[TEXTE EXTRAIT]
• • • • • • •

Dernière mise à jour : 21 déc. 2021

On l'a dit dans un précédent article, sur la blockchain de Satoshi Nakamoto, les opérations d’échanges se font en bitcoin (de « bit » : unité d’information binaire, et de l’anglais « coin » : pièce de monnaie).


De même, on a expliqué que les opérations réalisées sur la blockchain étaient vérifiés et horodatés toutes les dix minutes par des "mineurs" afin de créer des blocs appelés "preuve de travail".


A première vue, on peut donc penser que le bitcoin, et les autres cryptomonnaies (ether, ripple, lybra, xrp, etc) sont des monnaies puisqu'elles permettent de transférer quelque chose ayant une valeur à un autre individu.


En outre, pour inciter les membres à miner, les « mineurs » sont rémunérés par des bitcoins nouvellement créés par le système informatique.


A l’origine, chaque bloc validé rapportait 50 bitcoins à son mineur. Aujourd’hui, ce n’est plus que 12,5 bitcoins qu’un mineur peut obtenir car cette prime est divisée par 2 tous les 4 ans afin que le nombre de bitcoins ne dépasse jamais 21 millions[1]. Cette rareté programmée du Bitcoin est permise grâce au procédé dit de Halving qui divise par deux, approximativement tous les quatre ans, la récompense aux mineurs créant de nouveaux blocs de transaction. On estimait ainsi en 2017 que le chiffre d’affaires généré par l’activité de minage était de 2 milliards de dollars[2].


En pratique, on retrouve des « pools de minage » où des mineurs se rassemblent afin d’augmenter leur puissance de calcul et ainsi la rapidité par laquelle ils vont tenter de résoudre les problèmes mathématiques lors de la validation des blocs.


Se pose donc une autre question :


Si l’on parle de rémunération, si l’on estime que les mineurs sont payés pour leur travail, si l'on appelle ces actifs des crypto-MONNAIES, peut-on dire que ce sont des monnaies ?


I. Une monnaie ? (€, $, ...)


Selon l'Institut National de la Consommation (ci-après « INC »), une cryptomonnaie correspond à « une monnaie virtuelle qui repose sur un protocole informatique de transactions cryptées et décentralisées, appelé Blockchain, ou chaîne de blocs ». Cependant, si l’INC la désigne comme « monnaie virtuelle », l'unanimité n'est pas de mise.

• • • • • • •

[Lignes d'étiquetage de formes]
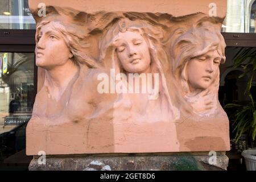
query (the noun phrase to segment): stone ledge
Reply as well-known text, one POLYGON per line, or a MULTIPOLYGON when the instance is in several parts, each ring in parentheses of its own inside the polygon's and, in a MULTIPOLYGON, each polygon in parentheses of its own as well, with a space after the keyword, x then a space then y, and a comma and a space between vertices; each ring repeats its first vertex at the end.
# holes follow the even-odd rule
POLYGON ((217 164, 210 165, 211 156, 197 153, 99 154, 47 156, 46 164, 38 164, 34 156, 31 171, 221 171, 226 170, 228 158, 217 153, 217 164))

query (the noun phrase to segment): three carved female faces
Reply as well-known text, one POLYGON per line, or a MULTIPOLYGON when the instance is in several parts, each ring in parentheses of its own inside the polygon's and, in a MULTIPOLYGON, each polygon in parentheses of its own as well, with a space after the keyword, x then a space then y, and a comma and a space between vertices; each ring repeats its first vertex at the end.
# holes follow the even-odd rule
POLYGON ((150 69, 150 53, 145 39, 137 32, 126 31, 115 41, 117 57, 129 73, 141 73, 150 69))
POLYGON ((191 92, 205 90, 215 80, 221 57, 217 50, 190 60, 187 65, 187 78, 191 92))
POLYGON ((61 66, 73 56, 60 32, 56 30, 57 26, 57 23, 51 22, 40 30, 35 51, 38 67, 50 69, 61 66))

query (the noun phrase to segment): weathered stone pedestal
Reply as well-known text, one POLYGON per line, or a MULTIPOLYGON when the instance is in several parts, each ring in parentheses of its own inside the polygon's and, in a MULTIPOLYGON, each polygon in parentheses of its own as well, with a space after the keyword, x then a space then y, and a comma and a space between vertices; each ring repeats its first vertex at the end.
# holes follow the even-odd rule
MULTIPOLYGON (((228 158, 217 152, 216 164, 209 163, 208 152, 122 154, 46 156, 46 164, 39 164, 35 156, 29 169, 72 171, 195 171, 226 170, 228 158)), ((213 161, 213 160, 212 160, 213 161)))

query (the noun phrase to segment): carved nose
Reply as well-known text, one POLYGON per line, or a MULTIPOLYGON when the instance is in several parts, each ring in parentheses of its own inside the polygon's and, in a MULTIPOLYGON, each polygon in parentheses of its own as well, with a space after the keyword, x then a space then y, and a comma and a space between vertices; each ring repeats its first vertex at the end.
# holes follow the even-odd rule
POLYGON ((43 40, 43 39, 41 38, 40 40, 38 41, 38 43, 36 44, 36 48, 38 49, 44 49, 44 41, 43 40))
POLYGON ((209 73, 212 73, 213 72, 213 63, 209 63, 206 68, 206 71, 209 73))
POLYGON ((135 50, 135 49, 131 47, 129 47, 129 57, 131 57, 133 56, 134 55, 136 55, 136 51, 135 50))

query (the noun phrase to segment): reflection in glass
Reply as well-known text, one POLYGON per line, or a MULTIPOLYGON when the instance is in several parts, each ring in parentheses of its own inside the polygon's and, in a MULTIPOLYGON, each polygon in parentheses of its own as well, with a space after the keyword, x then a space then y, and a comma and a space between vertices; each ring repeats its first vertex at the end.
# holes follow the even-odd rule
POLYGON ((34 59, 34 53, 0 52, 0 127, 19 125, 31 117, 34 59))
POLYGON ((228 0, 222 32, 255 32, 256 0, 228 0))
POLYGON ((0 1, 0 29, 35 29, 28 0, 0 1))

• • • • • • •

[SÉRIE DE CONSIGNES]
**A.** Recopiez le passage du texte sur les cryptomonnaies qui commence par "En pratique, on" et se poursuit jusqu'à "monnaie ? (€, $, ...)".
**B.** Résumez sous forme de liste, s'il vous plaît, le paragraphe du texte sur les cryptomonnaies qui commence par « A l'origine, chaque bloc validé », en conservant ses faits principaux.
**C.** Prolongez le texte sur les cryptomonnaies à la suite de sa dernière phrase.

[RÉSULTATS PAR CONSIGNE]
**A.**
En pratique, on retrouve des « pools de minage » où des mineurs se rassemblent afin d’augmenter leur puissance de calcul et ainsi la rapidité par laquelle ils vont tenter de résoudre les problèmes mathématiques lors de la validation des blocs.


Se pose donc une autre question :


Si l’on parle de rémunération, si l’on estime que les mineurs sont payés pour leur travail, si l'on appelle ces actifs des crypto-MONNAIES, peut-on dire que ce sont des monnaies ?


I. Une monnaie ? (€, $, ...)

**B.**
- À l'origine, chaque bloc validé rapportait 50 bitcoins à son mineur. Aujourd'hui, la prime n'est plus que de 12,5 bitcoins.
- Grâce au procédé dit de Halving, la prime est divisée par deux environ tous les quatre ans, afin que le nombre de bitcoins ne dépasse jamais 21 millions.
- En 2017, le chiffre d'affaires généré par l'activité de minage était estimé à 2 milliards de dollars.

**C.**
Si l’on revient aux fonctions économiques de la monnaie étudiées plus tôt dans un précédent article, pour être considérée comme une monnaie, il faudrait qu’une cryptomonnaie soit intermédiaire des échanges, une unité de compte, et puisse réaliser le stockage de valeur.


Cependant, en l’espèce, et de manière objective, ces fonctions ne sont pas actuellement tout à fait remplies.

  • Pour le moment, on ne peut pas réaliser de transactions partout avec une cryptomonnaie étant donné qu’elles ne suivent pas de cours légal. Un commerçant, une entreprise, ou une administration peut refuser d’accepter un paiement en cryptomonnaie.

  • De plus, étant donné leur importante volatilité[3], la valeur de ces actifs numériques n’est pas suffisamment stable pour assurer son détenteur de conserver sa richesse dans le temps[4].

  • Enfin, on ne peut pas non plus considérer une cryptomonnaie comme une unité de compte car, du fait de leur importante volatilité, on ne peut de manière fiable comparer la valeur d’un crypto-actif à des biens et/ou services courants.

En outre, pour être qualifiée de monnaie, il faut également que la monnaie soit acceptée universellement dans une certaine zone géographique donnée. Or, à l’heure actuelle, aucune cryptomonnaie n’est acceptée universellement dans les échanges.

> En France, si l’on ne peut pas acheter sa baguette de pain avec un billet d’un dollar, on ne peut pas non plus acheter de beaux petits croissants avec un bitcoin (pour le moment ?).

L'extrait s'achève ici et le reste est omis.